Point-based annotation data:
┄┄┄┄┄┄

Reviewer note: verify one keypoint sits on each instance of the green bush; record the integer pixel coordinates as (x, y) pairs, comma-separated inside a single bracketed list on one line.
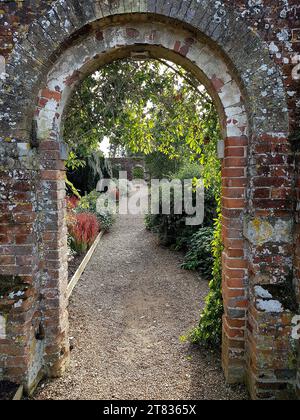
[(138, 173), (172, 229), (199, 256), (105, 216), (209, 330)]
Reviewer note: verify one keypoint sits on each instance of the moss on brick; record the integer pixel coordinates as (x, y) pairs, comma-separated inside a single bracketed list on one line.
[(9, 284)]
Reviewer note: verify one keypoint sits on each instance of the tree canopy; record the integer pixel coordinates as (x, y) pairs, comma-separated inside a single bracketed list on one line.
[(144, 107)]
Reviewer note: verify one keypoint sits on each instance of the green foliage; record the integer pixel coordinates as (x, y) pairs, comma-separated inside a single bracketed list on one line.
[(160, 166), (138, 173), (105, 216), (199, 256), (171, 228), (209, 330)]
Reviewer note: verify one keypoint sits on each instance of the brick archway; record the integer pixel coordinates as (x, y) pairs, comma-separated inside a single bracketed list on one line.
[(257, 225)]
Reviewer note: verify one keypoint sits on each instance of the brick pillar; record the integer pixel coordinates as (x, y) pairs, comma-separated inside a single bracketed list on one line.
[(297, 260), (21, 353), (235, 276), (271, 358), (54, 264), (33, 317)]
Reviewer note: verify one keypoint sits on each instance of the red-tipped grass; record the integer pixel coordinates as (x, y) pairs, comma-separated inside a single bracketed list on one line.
[(83, 231)]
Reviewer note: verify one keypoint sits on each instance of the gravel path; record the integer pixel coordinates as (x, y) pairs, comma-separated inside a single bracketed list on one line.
[(127, 314)]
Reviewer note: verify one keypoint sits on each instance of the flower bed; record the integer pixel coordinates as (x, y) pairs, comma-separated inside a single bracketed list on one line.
[(85, 221)]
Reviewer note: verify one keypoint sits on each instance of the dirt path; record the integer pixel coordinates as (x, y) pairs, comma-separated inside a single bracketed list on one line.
[(126, 315)]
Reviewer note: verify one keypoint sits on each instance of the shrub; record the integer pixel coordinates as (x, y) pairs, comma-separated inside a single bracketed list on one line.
[(83, 231), (199, 256), (104, 215), (172, 228), (209, 330)]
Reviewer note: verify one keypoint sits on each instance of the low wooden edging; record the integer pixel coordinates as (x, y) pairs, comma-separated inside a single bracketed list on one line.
[(19, 394), (75, 279)]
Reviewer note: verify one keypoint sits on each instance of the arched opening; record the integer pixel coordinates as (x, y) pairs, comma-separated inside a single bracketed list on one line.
[(209, 45), (120, 41)]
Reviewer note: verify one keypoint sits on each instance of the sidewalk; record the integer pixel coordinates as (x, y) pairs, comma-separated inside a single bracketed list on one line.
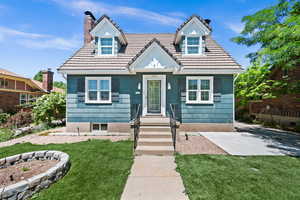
[(154, 177)]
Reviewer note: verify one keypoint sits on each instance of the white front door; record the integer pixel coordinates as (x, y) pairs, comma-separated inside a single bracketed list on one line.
[(154, 95)]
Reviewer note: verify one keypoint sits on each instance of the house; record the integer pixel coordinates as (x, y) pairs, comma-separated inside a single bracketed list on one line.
[(17, 90), (114, 72), (284, 109)]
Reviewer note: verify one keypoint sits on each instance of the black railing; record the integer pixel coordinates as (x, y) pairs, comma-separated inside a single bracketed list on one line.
[(136, 125), (173, 124)]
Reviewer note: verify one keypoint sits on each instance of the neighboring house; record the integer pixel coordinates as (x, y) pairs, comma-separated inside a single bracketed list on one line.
[(115, 71), (16, 90), (284, 109)]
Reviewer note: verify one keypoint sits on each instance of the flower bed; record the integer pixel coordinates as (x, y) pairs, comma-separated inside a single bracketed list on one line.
[(26, 188)]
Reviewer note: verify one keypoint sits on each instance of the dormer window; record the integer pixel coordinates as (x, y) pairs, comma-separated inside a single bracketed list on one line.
[(193, 45), (106, 46)]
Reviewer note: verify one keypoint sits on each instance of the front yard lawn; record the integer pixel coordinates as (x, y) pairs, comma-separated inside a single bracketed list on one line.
[(99, 169), (224, 177)]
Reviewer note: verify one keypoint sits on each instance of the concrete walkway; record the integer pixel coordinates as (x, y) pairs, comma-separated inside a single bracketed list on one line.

┄┄┄┄┄┄

Can you duplicate every item above word for word, leaving the pictures out of your copy?

Response to the exercise:
Reviewer note: verify one keypoint sits on each instance of the green bush; record the integer pixel coordinates as (x, y) pairs, comma-separated inside a single bracketed list on one line.
[(138, 173), (172, 229), (199, 256), (105, 216), (209, 330)]
Reviewer note: verify one keypoint sits on each instance of the moss on brick; record the integer pixel coordinates as (x, y) pairs, comma-separated inside a single bracketed list on one line.
[(9, 284)]
Reviewer note: verify one keypoint sits on each instance of the tree canopy; record the integer pixel coordinates as (x, y) pairs, comma-separated inside a single bracketed list on one line.
[(144, 107)]
Reviewer note: verify one keypoint sits on each instance of the green foliage; record the integer pixel coordinates as (x, y) pairs, comma-separated inside a single bracketed list on one line.
[(160, 166), (138, 173), (105, 216), (199, 256), (171, 228), (209, 330)]
Reviewer note: verify one keypoint sits on each instance of the brick archway; record the integer pixel coordinates as (x, y) pairs, comma-separated inside a single bracketed list on one line.
[(257, 225)]
Reviewer note: verify one keypoint sits on each instance of the brick pillar; record the integer pixel coordinates as (x, y) pairs, comma-separated inside a single bracketed list on one line.
[(297, 260), (21, 353), (235, 276), (271, 358), (54, 264), (33, 317)]
Reviewer note: verify one keypoint sits on each instance of the red-tipped grass; record the integer pixel coordinates as (x, y) pairs, comma-separated inside a single bracketed list on one line.
[(83, 231)]
Reviewer note: verify one keypoint sits on each instance of the gravel path; record the integer pixel coordinates as (x, y) pairs, comma-separated inside a single bracketed list on one line.
[(127, 314)]
Reviewer note: verify one keypoint sits on each instance of the flower bed; record the integer pixel coordinates as (x, y) pairs, comma-separated inside a single bracketed list on one line.
[(85, 221)]
Reviewer note: verify one keypoint sits on each instance of the dirt path; record the integer pixel coordinates as (x, y) pairs, comma-separated inside a single bracketed list on one line.
[(126, 315)]
Reviewer note: verify one keypoint sits on each instance of the shrub; record the integer pixel coordinates as (x, y) pairs, comma-separated inside a single bracketed list on one line.
[(83, 231), (199, 256), (104, 215), (172, 228), (209, 330)]
Reviewer note: verify one keypoint sits on each instance of the low wooden edging; record the integer pixel coordinates as (x, y) pairs, comma-separated inside a single bracketed list on one line.
[(19, 394), (75, 279)]
Reviewer note: verify one keypoint sits on each instance of the arched opening; record the integer pixel coordinates as (x, y) pairs, comma-separated inside a single bracketed list on one line.
[(209, 45), (120, 41)]
Reviewer note: verify one keypoint sits on each instance of the sidewalk; record the integer pixel coordinates as (x, y) pairs, comma-separated inside a single bracketed list on one line.
[(154, 177)]
Reviewer note: verify one keypoint sits on each instance of the white front door; record the integer pixel coordinates as (x, y) pairs, comma-separated inside a single bracketed list on one line.
[(154, 95)]
Reviewer note: verify one keypoint sits on each instance of the house; record the integer pixel coordinates as (x, y) pairs, comma-separated inside a single bracketed list on one line.
[(17, 90), (114, 72), (284, 109)]
Reviewer note: verify one keypoint sits on each instance of the black railing; record the integer pixel coordinates as (x, y) pairs, comma-separated inside a single bracketed list on one line.
[(136, 125), (173, 124)]
Reviewer note: verify one keypoint sits on each instance of the neighboring house; record the integer pixel coordinates as (x, y) pairs, comma-separated inside a single bracketed list on one line.
[(115, 71), (16, 90), (284, 109)]
Reviewer note: verify one keypoint sits on each instance of the flower bed; record the integer pixel coordinates as (x, y) pairs, comma-separated inside a single bracketed list on one line.
[(26, 188)]
Reviewer note: verify one keypoint sits on each instance of the dormer window; record the integer pixel coordinates as (x, y) pairs, comma-separated inside a single bracketed list on one line.
[(193, 45), (106, 46)]
Reviewer note: verify one keypoint sits on each instance of the front yard lawn; record the integer pixel coordinates as (x, y) pairs, comma-separated inside a single bracketed list on one line.
[(99, 169), (224, 177)]
Reviewer note: verify one keypoint sits on each instance of the concrete walkway; record the integer pixel coordinates as (x, y) pairs, comma-separated inside a single bracketed list on one line.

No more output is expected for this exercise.